Reproduce every line of the records below word for word, leaving out the pictures.

------

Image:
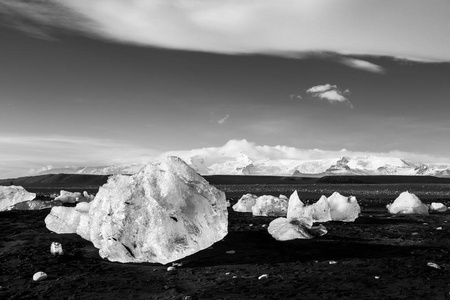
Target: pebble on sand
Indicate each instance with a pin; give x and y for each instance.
(56, 248)
(433, 265)
(39, 276)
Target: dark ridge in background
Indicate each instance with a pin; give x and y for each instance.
(95, 181)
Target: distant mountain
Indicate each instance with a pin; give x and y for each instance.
(244, 158)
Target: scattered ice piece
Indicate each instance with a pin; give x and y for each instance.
(83, 207)
(10, 195)
(34, 205)
(39, 276)
(406, 204)
(295, 207)
(245, 203)
(439, 207)
(345, 209)
(56, 248)
(68, 197)
(434, 265)
(270, 206)
(283, 229)
(63, 219)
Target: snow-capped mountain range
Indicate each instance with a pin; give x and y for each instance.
(239, 157)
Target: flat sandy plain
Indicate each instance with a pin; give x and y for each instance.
(379, 256)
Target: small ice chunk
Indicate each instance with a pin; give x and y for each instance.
(38, 276)
(11, 195)
(56, 249)
(407, 203)
(245, 203)
(345, 209)
(439, 207)
(283, 229)
(270, 206)
(433, 265)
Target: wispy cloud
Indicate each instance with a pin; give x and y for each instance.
(362, 64)
(233, 26)
(331, 93)
(223, 120)
(22, 155)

------

Answer to the exercise
Image:
Target: pebble on sand
Indicate each instance with a pin; give x and y for each instance.
(56, 248)
(433, 265)
(39, 276)
Target: dark ridge in background
Indicate each instance with a pin; give x and y for each instance.
(95, 181)
Target: distant mountain
Indicate each instance with a pin; give x and y for each instance.
(244, 158)
Target: scattered ice piece
Indicate each instance with a pin; give x and y for each instance.
(83, 207)
(10, 195)
(34, 205)
(39, 276)
(406, 204)
(295, 207)
(245, 203)
(439, 207)
(345, 209)
(56, 248)
(68, 197)
(434, 265)
(270, 206)
(283, 229)
(63, 219)
Target: snow-capped mountain range
Indicate each instance with a pin; give x and y for each instance.
(239, 157)
Target: flat sandy plain
Indicate each instance with a pin; give x and y for each instance.
(379, 256)
Target: small ice chunk
Indicate each instance with a pin; give x and y for each instance.
(38, 276)
(11, 195)
(56, 249)
(407, 203)
(245, 203)
(345, 209)
(439, 207)
(283, 229)
(270, 206)
(433, 265)
Target: wispy cloud
Indicate each instance with a pin; give x and y for each instance.
(362, 64)
(233, 26)
(331, 93)
(223, 120)
(22, 155)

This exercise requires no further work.